=== DATA FOR THIS EXERCISE ===
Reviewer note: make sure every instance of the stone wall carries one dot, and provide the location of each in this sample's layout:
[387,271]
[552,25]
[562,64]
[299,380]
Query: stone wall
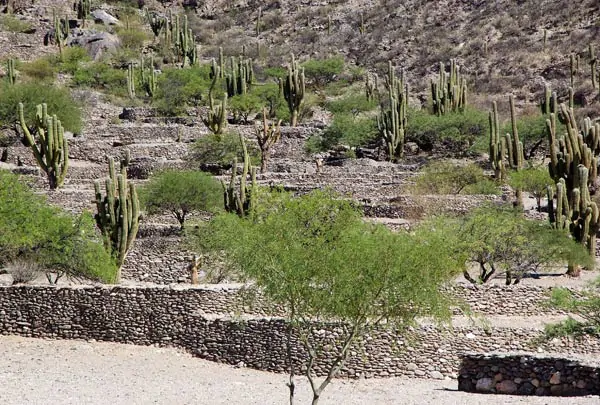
===
● THE EXERCISE:
Return each line of the items above verbatim, leaving out the pictures.

● CORRECT ANSWER:
Reviewer note: make sure every instance of the stone wall carries one dot, and provide the location of each in this sample's layout:
[387,271]
[552,25]
[562,64]
[299,380]
Query: stone wall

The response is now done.